题目 1:
请根据这篇谈庄子《人间世》的文章回答以下问题。
(a) 《人间世》在庄子内七篇中排第几篇?
(b) 文章列出的关键词有哪些?
(c) 作者认为“人间世”可以拆分成哪三层意思?
题目 2: 请接着这篇谈庄子《人间世》的文章往下写,从文中最后一句之后开始续写。

文档正文:

生命本真的保有

时间:2022-09-22 06:01:08

【摘 要】《人间世》为庄子内七篇第四。在《人间世》中庄子描绘了人身处乱世的无奈与疾苦:战火纷飞,生灵涂炭;想要出世、救世,却因当权者的独断专行、蛮横无法得志,甚至有失去性命的危险;已为人臣者,也因伴君如伴虎,而终日惶惶不安。故而庄子提出了“心斋”、“乘物以游心”、“顺势”、“无用之用”等理念,以期解决人与世间的关系。初看,何其的无奈与悲哀,仔细寻味,却有探寻生命本真的积极意义。

【关键词】庄子;《人间世》;心斋;积极意义

一、《人间世》题解

《人间世》被安排在了《庄子・内篇》的第四,从字面的意思来看,应该是指人所处的世间的情态。那么,庄子在述说“逍遥―心的解放和自由”、“齐物―放下执念,万物化一”、“养生―涵养精神生命”之后,所要讨论的“人间世”又是怎样的呢?庄子在“人间世”中又要阐发怎样的生命观呢?。“人间世”,或许可以拆分开来,看成“人”、“世间”、“生存在这世间的人与这世间的关系”三层意思。正如郭象所注:“与人群者,不得离人。然人间之变故世世异,宜为无心而不自用者,为能随变所适而不荷其累也。”的确,人生活在这世间,无法脱离时间、空间对身体的束缚,特别是庄子所处战国时代,诸侯纷争,战乱四起,生灵涂炭,民不聊生,时时刻刻充满了异数,人在这样一个―在庄子看来―无法回溯过去,亦无法看到希望的世界里应怎样处世与自处呢,这正是庄子要讨论的。

展示数据:
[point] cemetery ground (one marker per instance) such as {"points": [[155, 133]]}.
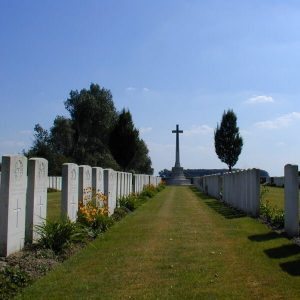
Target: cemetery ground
{"points": [[180, 244]]}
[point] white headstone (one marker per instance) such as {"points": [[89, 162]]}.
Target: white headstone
{"points": [[69, 201], [13, 203], [36, 207], [110, 189], [85, 184], [291, 200], [97, 180]]}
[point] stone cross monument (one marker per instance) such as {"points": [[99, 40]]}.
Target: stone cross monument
{"points": [[177, 177], [177, 131]]}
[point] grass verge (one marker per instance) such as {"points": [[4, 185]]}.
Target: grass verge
{"points": [[179, 245]]}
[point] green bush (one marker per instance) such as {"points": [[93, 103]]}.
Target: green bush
{"points": [[120, 213], [272, 215], [129, 202], [12, 279], [99, 225], [57, 235]]}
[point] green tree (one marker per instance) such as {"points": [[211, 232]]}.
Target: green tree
{"points": [[123, 140], [93, 116], [228, 142], [43, 147], [141, 162], [62, 136]]}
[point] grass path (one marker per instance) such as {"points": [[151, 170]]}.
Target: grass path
{"points": [[179, 245]]}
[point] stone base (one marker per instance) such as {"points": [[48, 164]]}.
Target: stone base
{"points": [[178, 181], [177, 177]]}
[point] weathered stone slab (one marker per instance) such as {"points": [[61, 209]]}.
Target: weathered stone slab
{"points": [[36, 207], [97, 180], [69, 201], [13, 203], [85, 184], [110, 189], [291, 200]]}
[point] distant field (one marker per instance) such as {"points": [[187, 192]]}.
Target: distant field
{"points": [[53, 206]]}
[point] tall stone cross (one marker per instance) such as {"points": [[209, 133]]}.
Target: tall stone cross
{"points": [[177, 131]]}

解答 1:
(a) 第四篇。
(b) 庄子;《人间世》;心斋;积极意义。
(c) “人”、“世间”、“生存在这世间的人与这世间的关系”。

解答 2:
二、知识分子的困惑与自我解脱

庄子是一位善于假托他人之口阐述自己观点的哲学家,因而在《人间世》开篇,我们看到孔子最得意的门生―颜回,首先登场了。作为儒家的代表人物之一,颜回当然是有悬壶济世的决心的。故其闻卫君独断专行、荼毒生灵之时,毅然决然的打算往卫谏诤君主,救万民于水火之中。这无疑是儒家的大无畏精神,凌然入世,舍身忘死,取义成仁。可是庄子不这样认为,故借孔子之口给了颜回当头一盆冷水“,若殆往而刑耳!”为什么呢?原因是“夫道不欲杂”,这与《齐物论》中“大道不称”是有异曲同工之味的。“道”当然不是无法言说和传播的,只是说多了反而容易引起各种名辩、纷争,反而造成困惑,反而失“道”,更有可能连性命也失去了。如若连自己的性命都无法保全,自己的体“道”之路也未圆融、圆满,如何拯救天下苍生呢?恐怕这是庄子对儒家“有为”之路的极大质疑,亦对“人间世”中首先得保全生命的第一次无奈呼唤。乱世中,失道、失德、失仁皆起于求名得利,求名得利又带来了无妄的争斗,争斗始终会带来“人道之患,阴阳之患”,伤害生命。或许真有厚德载物的人,但别人不了解你,你却非要把仁义道德强加于别人身上,容易反遭憎恶、陷害。再或者在名辩中失去了自己的离场,最后唯唯诺诺,迁就万千,成了暴君的帮凶。无奈,无奈!

儒家的执着是值得敬佩的。就算面对生命的威胁,颜回仍坚持着自己的理念,意图曲线救国,用“端而虚,勉而一”、“内直而外曲,成而上比”等法子感化卫君。只是在同样固执且悲观的庄子这里是没有用的。我们可以猜想,庄漆园也许真的努力过,却也极大的失望过。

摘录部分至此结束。